*REQUIRED ACTION:*
Please repeat the line that contains "For each instance of the wooden post" and every line after it, exactly, through the end of the records.

Records drawn from a dataset:
»»
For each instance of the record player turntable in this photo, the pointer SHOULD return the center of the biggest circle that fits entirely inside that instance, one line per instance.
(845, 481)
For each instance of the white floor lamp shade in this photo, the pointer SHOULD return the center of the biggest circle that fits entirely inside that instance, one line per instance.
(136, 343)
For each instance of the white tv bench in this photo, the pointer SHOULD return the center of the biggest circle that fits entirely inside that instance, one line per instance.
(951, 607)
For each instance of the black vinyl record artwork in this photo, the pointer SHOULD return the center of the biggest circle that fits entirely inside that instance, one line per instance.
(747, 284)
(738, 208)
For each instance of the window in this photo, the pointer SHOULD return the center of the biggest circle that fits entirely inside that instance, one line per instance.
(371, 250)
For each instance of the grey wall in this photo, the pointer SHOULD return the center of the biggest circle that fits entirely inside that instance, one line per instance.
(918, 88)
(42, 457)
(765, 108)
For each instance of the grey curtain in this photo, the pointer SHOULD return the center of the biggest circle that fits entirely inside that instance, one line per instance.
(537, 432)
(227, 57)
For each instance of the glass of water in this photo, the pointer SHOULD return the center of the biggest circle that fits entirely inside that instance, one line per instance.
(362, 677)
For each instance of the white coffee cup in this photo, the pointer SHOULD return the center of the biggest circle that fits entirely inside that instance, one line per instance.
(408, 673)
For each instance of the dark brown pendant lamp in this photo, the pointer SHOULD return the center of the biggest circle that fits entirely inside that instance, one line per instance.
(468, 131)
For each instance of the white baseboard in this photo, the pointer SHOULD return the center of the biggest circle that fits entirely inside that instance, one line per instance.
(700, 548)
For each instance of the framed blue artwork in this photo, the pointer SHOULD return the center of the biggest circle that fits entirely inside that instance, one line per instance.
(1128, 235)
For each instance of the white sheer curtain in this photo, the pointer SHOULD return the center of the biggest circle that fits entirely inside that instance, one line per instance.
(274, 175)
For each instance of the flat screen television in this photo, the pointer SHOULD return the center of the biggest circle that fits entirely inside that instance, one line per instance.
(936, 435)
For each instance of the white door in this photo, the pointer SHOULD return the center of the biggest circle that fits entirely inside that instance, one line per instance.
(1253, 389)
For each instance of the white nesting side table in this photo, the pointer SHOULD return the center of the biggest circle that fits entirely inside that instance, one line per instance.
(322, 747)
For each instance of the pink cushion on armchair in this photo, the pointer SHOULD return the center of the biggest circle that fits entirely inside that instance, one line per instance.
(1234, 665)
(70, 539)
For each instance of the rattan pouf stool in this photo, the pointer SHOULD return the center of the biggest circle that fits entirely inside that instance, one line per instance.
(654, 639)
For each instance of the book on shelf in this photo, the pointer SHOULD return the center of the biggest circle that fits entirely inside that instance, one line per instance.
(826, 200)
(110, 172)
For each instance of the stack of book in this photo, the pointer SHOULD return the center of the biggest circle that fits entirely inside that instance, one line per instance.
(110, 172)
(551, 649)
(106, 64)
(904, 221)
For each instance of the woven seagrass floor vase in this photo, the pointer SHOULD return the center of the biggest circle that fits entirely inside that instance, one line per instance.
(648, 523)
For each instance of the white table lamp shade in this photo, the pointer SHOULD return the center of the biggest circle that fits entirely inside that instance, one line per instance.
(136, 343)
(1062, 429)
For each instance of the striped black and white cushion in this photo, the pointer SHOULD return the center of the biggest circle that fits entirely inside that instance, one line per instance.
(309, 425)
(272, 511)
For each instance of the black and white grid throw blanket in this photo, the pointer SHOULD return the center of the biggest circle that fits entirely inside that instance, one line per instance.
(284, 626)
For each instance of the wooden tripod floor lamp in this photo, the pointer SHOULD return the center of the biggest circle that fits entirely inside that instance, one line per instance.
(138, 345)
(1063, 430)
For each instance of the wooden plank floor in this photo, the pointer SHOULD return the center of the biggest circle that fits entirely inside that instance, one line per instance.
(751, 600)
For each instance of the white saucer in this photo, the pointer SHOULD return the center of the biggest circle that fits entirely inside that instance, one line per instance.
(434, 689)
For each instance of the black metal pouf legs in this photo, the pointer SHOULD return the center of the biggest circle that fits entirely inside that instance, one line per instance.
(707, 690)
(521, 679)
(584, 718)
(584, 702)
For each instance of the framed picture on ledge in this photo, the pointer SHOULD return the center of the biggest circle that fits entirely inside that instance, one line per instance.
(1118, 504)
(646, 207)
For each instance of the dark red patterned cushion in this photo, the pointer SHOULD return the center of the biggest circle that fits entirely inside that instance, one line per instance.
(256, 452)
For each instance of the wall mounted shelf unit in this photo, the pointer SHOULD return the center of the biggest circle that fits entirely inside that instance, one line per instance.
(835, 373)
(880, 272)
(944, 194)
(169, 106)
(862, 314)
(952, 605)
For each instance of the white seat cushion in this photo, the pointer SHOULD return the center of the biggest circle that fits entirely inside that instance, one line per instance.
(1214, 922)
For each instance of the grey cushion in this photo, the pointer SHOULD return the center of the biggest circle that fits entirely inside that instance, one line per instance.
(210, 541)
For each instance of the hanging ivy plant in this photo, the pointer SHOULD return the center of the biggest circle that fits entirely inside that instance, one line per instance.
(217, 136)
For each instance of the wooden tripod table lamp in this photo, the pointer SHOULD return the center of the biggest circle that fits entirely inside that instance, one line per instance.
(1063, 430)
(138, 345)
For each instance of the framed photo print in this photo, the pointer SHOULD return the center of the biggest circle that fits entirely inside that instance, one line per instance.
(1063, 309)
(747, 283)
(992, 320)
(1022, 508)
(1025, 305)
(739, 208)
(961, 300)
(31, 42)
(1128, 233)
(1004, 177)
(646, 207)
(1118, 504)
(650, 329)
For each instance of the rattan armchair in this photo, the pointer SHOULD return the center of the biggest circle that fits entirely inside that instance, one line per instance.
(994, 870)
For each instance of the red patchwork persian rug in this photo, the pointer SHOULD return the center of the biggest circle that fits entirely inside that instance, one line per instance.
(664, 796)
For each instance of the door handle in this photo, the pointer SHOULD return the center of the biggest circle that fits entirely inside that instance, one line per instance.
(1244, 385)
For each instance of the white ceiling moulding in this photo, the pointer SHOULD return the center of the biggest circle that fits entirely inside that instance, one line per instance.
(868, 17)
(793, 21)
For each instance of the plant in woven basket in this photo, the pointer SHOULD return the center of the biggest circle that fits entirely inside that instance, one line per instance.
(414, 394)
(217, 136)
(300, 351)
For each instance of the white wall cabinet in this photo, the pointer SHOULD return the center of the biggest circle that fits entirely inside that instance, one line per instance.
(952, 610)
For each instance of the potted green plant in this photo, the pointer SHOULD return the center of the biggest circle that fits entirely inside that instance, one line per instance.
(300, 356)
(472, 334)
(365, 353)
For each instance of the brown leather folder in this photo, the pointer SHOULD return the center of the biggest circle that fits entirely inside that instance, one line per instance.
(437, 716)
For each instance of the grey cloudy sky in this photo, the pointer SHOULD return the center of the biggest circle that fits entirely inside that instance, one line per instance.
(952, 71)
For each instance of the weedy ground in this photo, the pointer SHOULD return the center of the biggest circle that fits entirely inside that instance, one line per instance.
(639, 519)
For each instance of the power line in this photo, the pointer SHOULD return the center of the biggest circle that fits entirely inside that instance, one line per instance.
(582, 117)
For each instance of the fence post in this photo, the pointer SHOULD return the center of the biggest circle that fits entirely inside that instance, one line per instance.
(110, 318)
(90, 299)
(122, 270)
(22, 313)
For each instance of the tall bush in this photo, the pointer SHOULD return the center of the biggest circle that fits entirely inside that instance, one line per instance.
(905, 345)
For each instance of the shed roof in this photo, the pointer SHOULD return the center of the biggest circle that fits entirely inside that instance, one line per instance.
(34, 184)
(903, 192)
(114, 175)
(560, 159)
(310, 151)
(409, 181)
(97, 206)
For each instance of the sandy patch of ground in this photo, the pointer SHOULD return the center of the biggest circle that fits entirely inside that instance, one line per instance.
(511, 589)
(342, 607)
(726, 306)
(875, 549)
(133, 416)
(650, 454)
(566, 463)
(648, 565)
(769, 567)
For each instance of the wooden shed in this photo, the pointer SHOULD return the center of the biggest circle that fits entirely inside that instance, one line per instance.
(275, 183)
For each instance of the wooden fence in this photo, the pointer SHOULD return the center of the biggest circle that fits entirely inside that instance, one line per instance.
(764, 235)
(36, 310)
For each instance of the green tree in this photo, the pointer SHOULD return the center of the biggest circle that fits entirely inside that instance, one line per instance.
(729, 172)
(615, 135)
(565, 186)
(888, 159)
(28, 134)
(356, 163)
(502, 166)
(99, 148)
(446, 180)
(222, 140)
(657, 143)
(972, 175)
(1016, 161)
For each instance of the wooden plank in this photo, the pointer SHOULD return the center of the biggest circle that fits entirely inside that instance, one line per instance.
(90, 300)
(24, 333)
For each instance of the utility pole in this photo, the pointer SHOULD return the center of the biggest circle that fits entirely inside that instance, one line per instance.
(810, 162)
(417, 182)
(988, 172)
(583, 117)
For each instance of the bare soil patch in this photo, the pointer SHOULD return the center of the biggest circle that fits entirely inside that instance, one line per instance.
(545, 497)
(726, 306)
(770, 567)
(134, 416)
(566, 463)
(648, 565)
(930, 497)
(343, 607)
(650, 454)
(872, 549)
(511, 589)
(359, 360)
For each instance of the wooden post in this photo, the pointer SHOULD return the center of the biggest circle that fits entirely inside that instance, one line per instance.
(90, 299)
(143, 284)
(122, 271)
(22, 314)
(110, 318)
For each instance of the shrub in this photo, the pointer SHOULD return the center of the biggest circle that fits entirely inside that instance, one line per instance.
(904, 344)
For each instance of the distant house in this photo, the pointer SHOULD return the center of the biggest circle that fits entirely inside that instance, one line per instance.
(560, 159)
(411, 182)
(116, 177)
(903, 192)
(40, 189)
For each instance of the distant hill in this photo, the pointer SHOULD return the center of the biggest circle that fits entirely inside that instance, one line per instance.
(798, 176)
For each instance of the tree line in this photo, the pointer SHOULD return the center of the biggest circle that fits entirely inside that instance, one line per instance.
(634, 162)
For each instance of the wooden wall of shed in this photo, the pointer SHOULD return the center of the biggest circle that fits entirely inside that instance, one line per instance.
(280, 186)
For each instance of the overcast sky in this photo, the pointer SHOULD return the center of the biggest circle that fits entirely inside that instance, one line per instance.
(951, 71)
««
*TASK ANSWER:*
For each instance of the wooden post in this photo, the pointer SHOULD return the center of the biggest circle that fits entirely inside that instance, one line per instance.
(90, 299)
(143, 284)
(122, 271)
(22, 314)
(110, 318)
For each instance of the shrub in this photo, the pointer SHOULD return the center of the biggest circle that fits entirely inside that instance, one line per instance.
(904, 344)
For each instance of the distant house in this photo, the pointer SHOULD return the center of the biggest circle that fits entirely inside that instance, one line per instance.
(560, 159)
(411, 182)
(116, 177)
(903, 192)
(40, 189)
For each instance of the distant hill in this photo, the pointer SHOULD return the center of the biggest circle that fits entirely inside that instance, one line per instance.
(798, 176)
For each instance of the tree line in this photo, the pointer SHOULD return the center of the biggest circle that fits entirely inside that instance, one line per instance.
(634, 162)
For each instance of the wooden wall of shed in this photo, the pointer SHOULD return the center of the biggest circle that fits entirely inside that instance, one line per instance.
(280, 186)
For each instance of the overcast sky in this photo, the pointer SHOULD return the center of the biggest circle that fits entirely inside that instance, one line per instance.
(951, 71)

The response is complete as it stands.